**BRIEF**
Copy out the entire advocacy e-news digest below word for word, with nothing changed.

**SUPPLIED TEXT**
————

Advocacy E-News April 24, 2015
April 24, 2015
WANTING MENTAL HEALTH TREATMENT AND NOT GETTING IT
More than a half-million adults who said they wanted help with their serious mental conditions last year couldn’t get it because they lacked the resources and weren’t eligible for Medicaid to pay for treatment, a new study finds. Those people adults ages 18 through 64 diagnosed with a serious mental illness, serious psychological stress or substance use disorder at the start of last year — lived in 24 states that didn’t expand Medicaid eligibility under the Affordable Care Act in 2014. People who don’t get treatment for their serious mental health problems often end up in local jails or on the streets and homeless. And that can cost state and local taxpayers in other ways. But a 2012 US Supreme Court ruling gave states the option of not expanding Medicaid eligibility. Twenty-four states opted out last year, even though the federal government would pick up 100 percent of the cost of insuring newly eligible Medicaid enrollees for the first three years.
RULES ON DEADLY FORCE IN N.J. HINGE ON PERCEIVED THREAT TO POLICE
The rules for use of deadly force by police in New Jersey are clear.
“Did the officer act reasonably to protect his own life?” asked Rutgers University criminal justice professor Wayne Fisher, who helped draft the guidelines. “And was the harm perceived to be imminent?”
The state’s guidelines for the use of deadly force, though, gives officers wide latitude in determining whether such action is justified, and govern local police as well. In the past ten years, the attorney general’s office has opened investigations into 53 police shootings, according to officials. Twenty of those cases were sent to a state grand jury. Only two resulted in the indictment of officers.

————

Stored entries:
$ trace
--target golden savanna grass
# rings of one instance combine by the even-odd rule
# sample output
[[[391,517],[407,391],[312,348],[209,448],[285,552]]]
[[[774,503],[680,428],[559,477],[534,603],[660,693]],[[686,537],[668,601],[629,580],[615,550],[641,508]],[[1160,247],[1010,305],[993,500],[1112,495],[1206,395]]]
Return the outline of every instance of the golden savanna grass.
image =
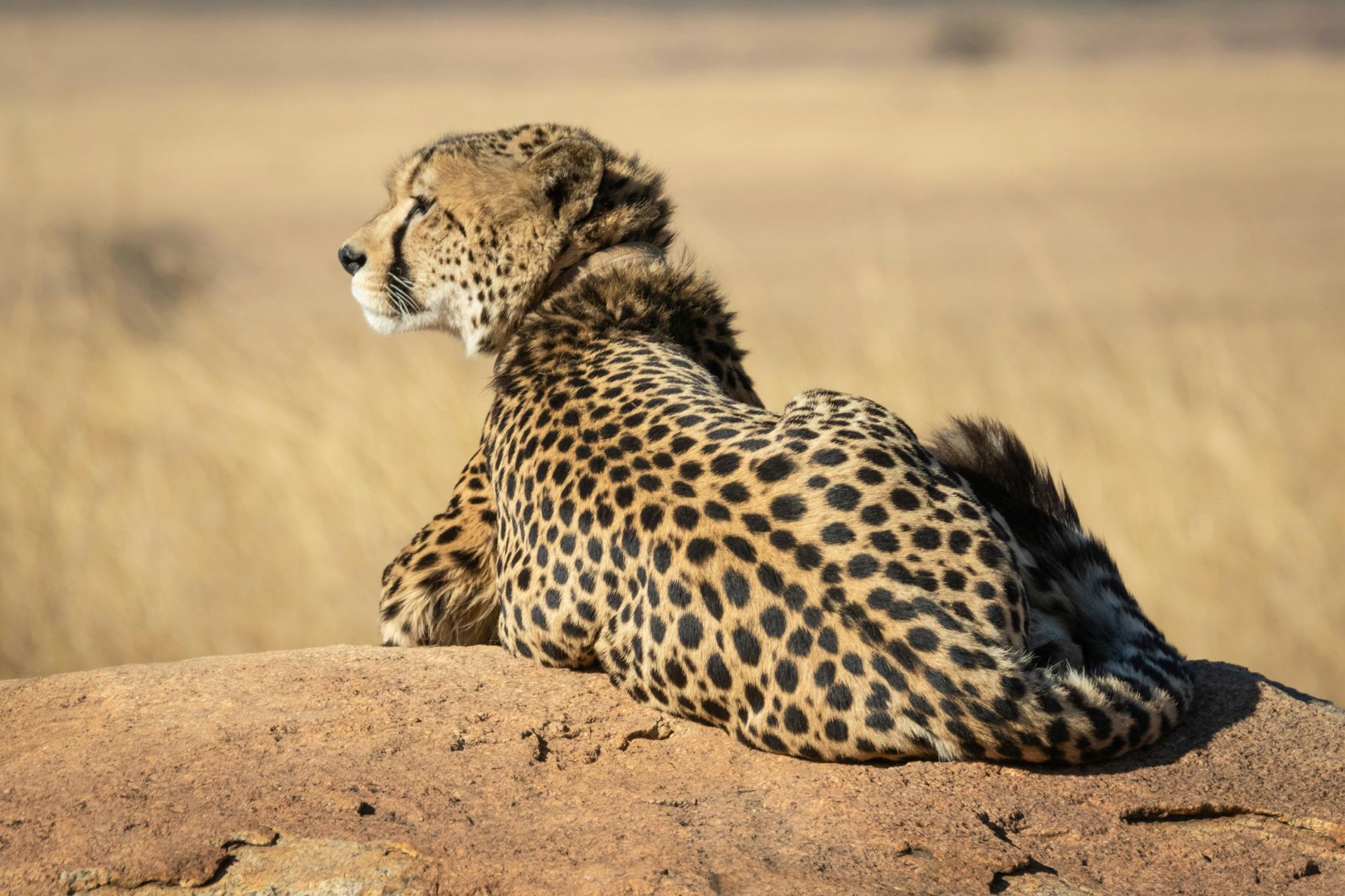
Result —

————

**YOUR SOLUTION**
Advocacy E-News April 24, 2015
April 24, 2015
WANTING MENTAL HEALTH TREATMENT AND NOT GETTING IT
More than a half-million adults who said they wanted help with their serious mental conditions last year couldn’t get it because they lacked the resources and weren’t eligible for Medicaid to pay for treatment, a new study finds. Those people adults ages 18 through 64 diagnosed with a serious mental illness, serious psychological stress or substance use disorder at the start of last year — lived in 24 states that didn’t expand Medicaid eligibility under the Affordable Care Act in 2014. People who don’t get treatment for their serious mental health problems often end up in local jails or on the streets and homeless. And that can cost state and local taxpayers in other ways. But a 2012 US Supreme Court ruling gave states the option of not expanding Medicaid eligibility. Twenty-four states opted out last year, even though the federal government would pick up 100 percent of the cost of insuring newly eligible Medicaid enrollees for the first three years.
RULES ON DEADLY FORCE IN N.J. HINGE ON PERCEIVED THREAT TO POLICE
The rules for use of deadly force by police in New Jersey are clear.
“Did the officer act reasonably to protect his own life?” asked Rutgers University criminal justice professor Wayne Fisher, who helped draft the guidelines. “And was the harm perceived to be imminent?”
The state’s guidelines for the use of deadly force, though, gives officers wide latitude in determining whether such action is justified, and govern local police as well. In the past ten years, the attorney general’s office has opened investigations into 53 police shootings, according to officials. Twenty of those cases were sent to a state grand jury. Only two resulted in the indictment of officers.